§ **What this task involves**:
In this exercise, restate the listing word for word.

==========

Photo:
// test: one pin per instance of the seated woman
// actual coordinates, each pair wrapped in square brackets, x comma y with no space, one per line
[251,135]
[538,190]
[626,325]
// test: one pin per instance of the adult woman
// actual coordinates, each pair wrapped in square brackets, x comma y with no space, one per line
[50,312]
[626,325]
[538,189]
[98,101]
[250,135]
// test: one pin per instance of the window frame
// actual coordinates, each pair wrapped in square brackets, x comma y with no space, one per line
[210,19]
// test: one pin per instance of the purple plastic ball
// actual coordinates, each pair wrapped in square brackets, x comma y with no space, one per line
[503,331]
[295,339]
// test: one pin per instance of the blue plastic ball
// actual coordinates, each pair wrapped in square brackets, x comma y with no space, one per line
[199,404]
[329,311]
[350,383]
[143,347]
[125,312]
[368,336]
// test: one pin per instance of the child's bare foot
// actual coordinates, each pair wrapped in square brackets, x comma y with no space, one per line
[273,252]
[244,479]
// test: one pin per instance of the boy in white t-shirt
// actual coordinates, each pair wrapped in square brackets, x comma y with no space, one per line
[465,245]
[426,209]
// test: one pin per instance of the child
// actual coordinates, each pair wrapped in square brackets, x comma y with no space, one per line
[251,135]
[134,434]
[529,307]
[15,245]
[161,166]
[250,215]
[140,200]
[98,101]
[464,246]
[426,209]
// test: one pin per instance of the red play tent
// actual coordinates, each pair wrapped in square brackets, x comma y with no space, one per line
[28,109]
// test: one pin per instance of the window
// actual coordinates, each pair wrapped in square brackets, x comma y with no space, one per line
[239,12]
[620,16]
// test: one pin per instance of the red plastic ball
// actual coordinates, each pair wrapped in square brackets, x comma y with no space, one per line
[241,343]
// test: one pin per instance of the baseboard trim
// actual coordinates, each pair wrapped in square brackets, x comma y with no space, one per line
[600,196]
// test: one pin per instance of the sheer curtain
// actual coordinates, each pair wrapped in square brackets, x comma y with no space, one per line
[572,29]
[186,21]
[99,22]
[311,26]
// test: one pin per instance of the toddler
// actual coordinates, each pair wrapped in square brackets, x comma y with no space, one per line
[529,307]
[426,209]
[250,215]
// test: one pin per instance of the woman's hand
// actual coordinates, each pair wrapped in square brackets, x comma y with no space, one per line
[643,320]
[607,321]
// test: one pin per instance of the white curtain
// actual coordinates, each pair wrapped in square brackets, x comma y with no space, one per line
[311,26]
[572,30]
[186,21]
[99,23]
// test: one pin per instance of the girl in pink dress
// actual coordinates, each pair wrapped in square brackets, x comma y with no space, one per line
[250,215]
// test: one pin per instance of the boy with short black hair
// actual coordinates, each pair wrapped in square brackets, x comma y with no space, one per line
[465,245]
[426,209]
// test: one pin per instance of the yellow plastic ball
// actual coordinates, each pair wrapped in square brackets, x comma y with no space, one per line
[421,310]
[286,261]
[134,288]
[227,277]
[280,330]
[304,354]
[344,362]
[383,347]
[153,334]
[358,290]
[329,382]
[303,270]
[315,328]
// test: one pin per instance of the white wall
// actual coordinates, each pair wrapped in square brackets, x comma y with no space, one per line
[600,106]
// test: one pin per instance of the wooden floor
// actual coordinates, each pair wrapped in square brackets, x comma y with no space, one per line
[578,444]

==========

§ **Answer to this exercise**:
Photo:
// test: one pin per instance of the seated woman
// actual coordinates, each pair wrapped in square brackets, x comma y with no space, one per line
[251,135]
[538,190]
[626,325]
// test: one pin per instance of the adult woman
// actual coordinates, each pair wrapped in square brackets, x comma y with no space, one per line
[50,312]
[626,325]
[538,189]
[98,101]
[250,135]
// test: one pin per instance of the window frame
// actual coordinates, each pair wrapped in square brackets, x comma y with no space, one per line
[210,19]
// test: one pin per instance of the purple plastic ball
// actual coordinates, each pair wrapped in square brackets, x comma y with no space, one per line
[503,331]
[295,339]
// test: one pin per instance of the blue plastic ball
// actual coordinates, each pair wrapped in square brackets, x comma y with no space, one per line
[199,404]
[329,311]
[350,383]
[143,347]
[125,312]
[368,336]
// test: one pin per instance of the child's bare foot
// actual coordinates, each pair wrapped in square brackets, x comma y with no space, one per line
[273,252]
[244,479]
// test: one pin per instance of the boy in white t-shirt
// actual coordinates, each pair wrapped in square brackets, x comma y with no space, one per line
[465,245]
[426,209]
// test: one pin per instance of the child
// actual coordinates, each pair wrapped in square brackets, x comma y with no space, one per line
[251,135]
[134,434]
[529,307]
[15,245]
[161,166]
[250,215]
[140,200]
[98,101]
[464,246]
[426,209]
// test: one pin per instance of the red play tent
// actual coordinates, each pair wrapped in square brackets, x comma y with no space, one per line
[28,109]
// test: one pin per instance of the window
// actual coordinates, each pair wrapped in square brackets, x comma y with no space, one per line
[239,12]
[620,16]
// test: one pin per instance of the red plastic ball
// actual coordinates, each pair wrapped in square brackets, x comma y with no space, one per line
[241,343]
// test: one pin per instance of the baseboard trim
// actual coordinates, each pair wrapped in square brackets, x comma y with no space, one per line
[600,196]
// test: one pin per instance of the sheer curtain
// actual coordinates, each pair wrapped in square brackets, x comma y with no space, one per line
[572,29]
[186,21]
[99,22]
[311,26]
// test: one pin per instance of the toddler
// actual coordinates, each pair wrapped in square brackets, x comma y with no space, one per line
[529,307]
[426,209]
[250,215]
// test: one pin per instance of the woman's hand
// actual coordinates, each pair wrapped in square brackets, x comma y with no space, one per line
[643,320]
[607,321]
// test: one pin per instance of the white curtain
// actual coordinates, each pair wrapped in square brackets, x comma y with no space, one per line
[311,26]
[572,30]
[186,21]
[99,23]
// test: one pin per instance of the girl in pink dress
// actual coordinates, each pair wrapped in square brackets, x comma y with no space, one per line
[250,215]
// test: one pin per instance of the boy with short black hair
// actual coordinates, each pair wrapped in square brackets, x comma y with no space, one per line
[465,245]
[426,209]
// test: one pin per instance of the yellow plastic ball
// actual coordinates, each pair wrapped in square brackets, x comma y with no space, one per line
[421,310]
[286,261]
[134,288]
[227,277]
[280,330]
[304,354]
[344,362]
[383,347]
[153,334]
[358,290]
[329,382]
[303,270]
[315,328]
// test: one pin per instance of the white wall
// actual coordinates, each pair wrapped in square brackets, x comma y with no space, one per line
[600,106]
// test: one pin per instance of the wooden floor
// actual coordinates, each pair wrapped in square brackets, x comma y with no space, one per line
[578,444]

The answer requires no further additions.